Collected data
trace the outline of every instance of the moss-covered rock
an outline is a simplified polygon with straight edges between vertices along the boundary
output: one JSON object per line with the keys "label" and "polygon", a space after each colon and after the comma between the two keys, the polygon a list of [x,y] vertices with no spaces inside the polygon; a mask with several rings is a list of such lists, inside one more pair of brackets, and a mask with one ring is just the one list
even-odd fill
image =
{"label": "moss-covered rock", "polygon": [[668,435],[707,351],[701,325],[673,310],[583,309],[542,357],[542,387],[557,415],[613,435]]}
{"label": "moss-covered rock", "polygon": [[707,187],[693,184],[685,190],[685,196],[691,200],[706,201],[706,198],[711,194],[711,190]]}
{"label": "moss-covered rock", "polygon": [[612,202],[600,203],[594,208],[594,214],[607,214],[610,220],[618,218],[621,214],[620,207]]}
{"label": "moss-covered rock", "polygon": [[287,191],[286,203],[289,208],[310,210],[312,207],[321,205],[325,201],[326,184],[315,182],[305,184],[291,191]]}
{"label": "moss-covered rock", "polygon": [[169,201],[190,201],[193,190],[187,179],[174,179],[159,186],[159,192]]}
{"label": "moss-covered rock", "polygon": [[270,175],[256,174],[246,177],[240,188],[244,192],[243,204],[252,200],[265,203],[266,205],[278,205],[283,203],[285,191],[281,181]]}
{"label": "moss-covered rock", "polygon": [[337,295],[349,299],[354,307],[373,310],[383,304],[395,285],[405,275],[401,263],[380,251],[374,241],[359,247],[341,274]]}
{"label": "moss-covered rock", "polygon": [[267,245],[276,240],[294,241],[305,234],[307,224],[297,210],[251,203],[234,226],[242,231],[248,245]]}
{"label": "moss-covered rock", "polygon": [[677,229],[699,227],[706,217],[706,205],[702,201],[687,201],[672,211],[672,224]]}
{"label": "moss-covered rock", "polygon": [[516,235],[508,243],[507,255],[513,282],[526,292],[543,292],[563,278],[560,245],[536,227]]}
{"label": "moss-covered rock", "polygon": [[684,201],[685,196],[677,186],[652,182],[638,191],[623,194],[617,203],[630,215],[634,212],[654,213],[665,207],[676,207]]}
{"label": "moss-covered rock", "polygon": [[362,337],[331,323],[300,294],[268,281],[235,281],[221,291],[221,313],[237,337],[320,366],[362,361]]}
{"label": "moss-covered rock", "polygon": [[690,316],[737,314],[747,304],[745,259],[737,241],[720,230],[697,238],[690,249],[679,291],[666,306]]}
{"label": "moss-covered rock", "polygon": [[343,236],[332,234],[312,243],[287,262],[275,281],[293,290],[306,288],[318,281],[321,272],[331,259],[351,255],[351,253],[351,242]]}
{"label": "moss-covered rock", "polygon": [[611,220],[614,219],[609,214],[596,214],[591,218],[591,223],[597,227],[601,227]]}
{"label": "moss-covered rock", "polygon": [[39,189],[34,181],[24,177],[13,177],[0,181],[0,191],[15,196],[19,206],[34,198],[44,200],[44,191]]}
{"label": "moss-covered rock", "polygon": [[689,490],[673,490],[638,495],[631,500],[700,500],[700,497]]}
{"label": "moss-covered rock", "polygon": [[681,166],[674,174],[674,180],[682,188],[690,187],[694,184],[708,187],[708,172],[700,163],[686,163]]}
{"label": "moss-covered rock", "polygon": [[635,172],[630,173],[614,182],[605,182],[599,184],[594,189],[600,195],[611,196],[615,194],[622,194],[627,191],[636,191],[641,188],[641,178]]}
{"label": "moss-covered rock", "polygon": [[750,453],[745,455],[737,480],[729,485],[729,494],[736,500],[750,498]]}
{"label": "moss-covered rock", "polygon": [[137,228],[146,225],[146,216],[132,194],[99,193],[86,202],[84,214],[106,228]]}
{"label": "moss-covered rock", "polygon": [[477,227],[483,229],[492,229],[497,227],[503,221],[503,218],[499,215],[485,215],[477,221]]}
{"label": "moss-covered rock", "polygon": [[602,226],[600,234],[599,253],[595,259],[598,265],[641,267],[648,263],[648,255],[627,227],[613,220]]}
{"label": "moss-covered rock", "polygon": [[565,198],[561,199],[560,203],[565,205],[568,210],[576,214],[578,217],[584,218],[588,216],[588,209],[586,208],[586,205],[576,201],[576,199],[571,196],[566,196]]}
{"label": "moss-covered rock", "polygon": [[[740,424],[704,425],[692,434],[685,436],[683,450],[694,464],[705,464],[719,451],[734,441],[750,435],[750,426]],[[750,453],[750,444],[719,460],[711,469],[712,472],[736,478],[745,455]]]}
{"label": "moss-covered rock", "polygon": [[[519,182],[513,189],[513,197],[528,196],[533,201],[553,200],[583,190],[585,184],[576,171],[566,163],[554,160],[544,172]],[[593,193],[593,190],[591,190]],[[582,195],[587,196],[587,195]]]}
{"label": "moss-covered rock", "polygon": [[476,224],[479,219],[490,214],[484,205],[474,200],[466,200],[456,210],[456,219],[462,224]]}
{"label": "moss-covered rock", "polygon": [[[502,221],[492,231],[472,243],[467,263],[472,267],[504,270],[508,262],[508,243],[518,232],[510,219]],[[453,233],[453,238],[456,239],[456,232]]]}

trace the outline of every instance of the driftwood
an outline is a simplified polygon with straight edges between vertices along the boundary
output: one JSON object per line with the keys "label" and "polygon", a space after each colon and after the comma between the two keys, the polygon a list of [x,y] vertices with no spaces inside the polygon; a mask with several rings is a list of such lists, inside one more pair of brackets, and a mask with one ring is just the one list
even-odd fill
* * *
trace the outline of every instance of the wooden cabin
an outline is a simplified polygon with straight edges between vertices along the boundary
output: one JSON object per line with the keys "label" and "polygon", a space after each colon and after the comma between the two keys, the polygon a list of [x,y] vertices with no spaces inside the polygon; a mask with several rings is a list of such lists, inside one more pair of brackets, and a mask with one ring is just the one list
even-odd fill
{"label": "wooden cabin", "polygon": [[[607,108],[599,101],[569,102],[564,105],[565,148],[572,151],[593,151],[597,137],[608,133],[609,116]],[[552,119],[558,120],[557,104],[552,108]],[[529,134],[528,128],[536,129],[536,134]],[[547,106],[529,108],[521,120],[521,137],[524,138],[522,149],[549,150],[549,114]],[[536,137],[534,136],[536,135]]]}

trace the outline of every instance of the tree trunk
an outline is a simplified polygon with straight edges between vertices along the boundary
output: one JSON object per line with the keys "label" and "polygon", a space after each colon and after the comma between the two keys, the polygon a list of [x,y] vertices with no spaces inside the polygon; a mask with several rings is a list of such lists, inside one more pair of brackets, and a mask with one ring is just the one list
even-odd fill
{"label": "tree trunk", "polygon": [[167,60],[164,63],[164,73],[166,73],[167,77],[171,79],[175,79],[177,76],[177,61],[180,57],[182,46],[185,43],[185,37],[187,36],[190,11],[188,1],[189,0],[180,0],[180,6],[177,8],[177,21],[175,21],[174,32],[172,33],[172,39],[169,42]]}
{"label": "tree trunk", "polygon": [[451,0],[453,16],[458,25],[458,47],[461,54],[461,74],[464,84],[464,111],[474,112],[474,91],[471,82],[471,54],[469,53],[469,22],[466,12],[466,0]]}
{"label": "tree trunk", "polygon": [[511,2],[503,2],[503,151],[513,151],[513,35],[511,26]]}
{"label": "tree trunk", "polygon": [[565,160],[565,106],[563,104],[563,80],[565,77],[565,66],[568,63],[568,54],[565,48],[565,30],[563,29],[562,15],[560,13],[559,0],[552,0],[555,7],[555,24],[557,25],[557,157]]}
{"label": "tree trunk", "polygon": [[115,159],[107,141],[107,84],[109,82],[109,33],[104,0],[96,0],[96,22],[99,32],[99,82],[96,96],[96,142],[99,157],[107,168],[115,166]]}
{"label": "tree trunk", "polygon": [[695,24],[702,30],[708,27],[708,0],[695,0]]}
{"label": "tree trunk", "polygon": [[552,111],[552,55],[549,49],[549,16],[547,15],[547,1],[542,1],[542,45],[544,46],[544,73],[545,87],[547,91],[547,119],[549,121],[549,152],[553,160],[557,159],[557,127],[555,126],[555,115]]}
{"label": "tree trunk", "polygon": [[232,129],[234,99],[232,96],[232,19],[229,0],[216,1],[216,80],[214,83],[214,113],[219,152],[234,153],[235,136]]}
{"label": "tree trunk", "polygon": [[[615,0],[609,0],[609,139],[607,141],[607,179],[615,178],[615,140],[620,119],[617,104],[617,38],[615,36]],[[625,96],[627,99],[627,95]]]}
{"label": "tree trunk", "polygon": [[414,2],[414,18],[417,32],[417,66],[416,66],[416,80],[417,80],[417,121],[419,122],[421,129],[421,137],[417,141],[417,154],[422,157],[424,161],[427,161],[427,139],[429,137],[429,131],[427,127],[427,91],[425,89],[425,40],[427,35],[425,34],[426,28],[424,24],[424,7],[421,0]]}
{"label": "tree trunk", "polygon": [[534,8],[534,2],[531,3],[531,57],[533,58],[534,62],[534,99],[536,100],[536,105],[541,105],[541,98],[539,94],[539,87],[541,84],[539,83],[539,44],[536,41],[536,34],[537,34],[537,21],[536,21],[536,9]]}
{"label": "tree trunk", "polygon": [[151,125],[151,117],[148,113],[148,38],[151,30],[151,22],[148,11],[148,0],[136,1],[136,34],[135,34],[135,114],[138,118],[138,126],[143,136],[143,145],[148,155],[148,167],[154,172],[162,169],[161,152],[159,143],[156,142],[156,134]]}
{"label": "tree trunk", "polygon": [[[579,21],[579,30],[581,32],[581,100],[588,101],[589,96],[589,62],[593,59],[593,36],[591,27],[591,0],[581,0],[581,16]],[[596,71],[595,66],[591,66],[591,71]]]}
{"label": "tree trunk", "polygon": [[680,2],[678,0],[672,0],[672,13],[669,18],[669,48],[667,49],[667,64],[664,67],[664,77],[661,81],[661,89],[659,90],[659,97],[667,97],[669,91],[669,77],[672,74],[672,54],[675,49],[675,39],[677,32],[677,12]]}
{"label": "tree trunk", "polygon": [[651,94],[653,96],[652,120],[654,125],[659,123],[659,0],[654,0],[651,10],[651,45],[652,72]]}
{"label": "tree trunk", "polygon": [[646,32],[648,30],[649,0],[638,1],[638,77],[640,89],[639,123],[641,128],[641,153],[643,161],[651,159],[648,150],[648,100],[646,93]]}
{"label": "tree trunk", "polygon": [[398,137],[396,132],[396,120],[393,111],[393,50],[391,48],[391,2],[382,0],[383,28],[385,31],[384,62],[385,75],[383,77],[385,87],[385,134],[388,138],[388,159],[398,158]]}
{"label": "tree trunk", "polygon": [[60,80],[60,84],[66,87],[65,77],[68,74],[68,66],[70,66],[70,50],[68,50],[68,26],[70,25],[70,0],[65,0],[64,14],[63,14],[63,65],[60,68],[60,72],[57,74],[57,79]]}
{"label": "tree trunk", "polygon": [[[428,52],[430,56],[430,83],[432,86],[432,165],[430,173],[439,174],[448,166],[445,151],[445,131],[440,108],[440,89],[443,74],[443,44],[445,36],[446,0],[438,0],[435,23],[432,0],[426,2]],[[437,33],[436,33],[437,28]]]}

Problem statement
For the records above, state how many lines include the string "instance", giving the number and nothing else.

Task solution
4